What is being asked:
Update the stretch of the Totalview debugger text from "Arches Metacluster" through "OpenMP) are supported.", writing "Installed version" in place of "Current version".

Text block:

CHPC Software: Totalview Debugger

TotalView is a full-featured, source-level, multi-process, multi-thread graphical debugger f or C, C++, Fortran (77 and 90), PGI, HPF, assembler, and mixed source/assembler codes. Totalview provides industry standard support for parallel and distributed computing, e.g. MPI, PVM, and IBM's Parallel Operating Environment (POE).

More information:

Notes on installation on the CHPC machines

Arches Metacluster

Totalview on the Arches is installed in /uufs/arches/sys/pkg/totalview/std. Current version is 8.6. Both serial and parallel debugging (MPI, OpenMP) are supported.

Totalview supports most available compilers, including GNU, PGI, Pathscale and Intel.

In order to compile your code and run it in Totalview, follow these steps:

Serial code:

Serial code can be debugged on the interactive nodes, provided it does not generate high load that can affect responsiveness to other users.

Extracted records:
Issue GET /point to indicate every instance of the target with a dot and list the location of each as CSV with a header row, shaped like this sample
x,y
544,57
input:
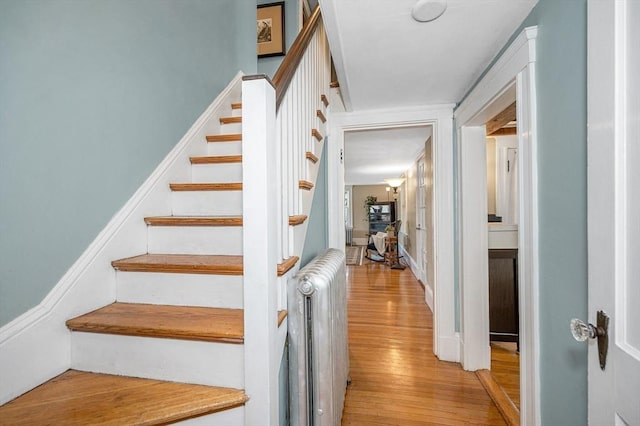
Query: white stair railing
x,y
282,135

Written solution:
Arches Metacluster

Totalview on the Arches is installed in /uufs/arches/sys/pkg/totalview/std. Installed version is 8.6. Both serial and parallel debugging (MPI, OpenMP) are supported.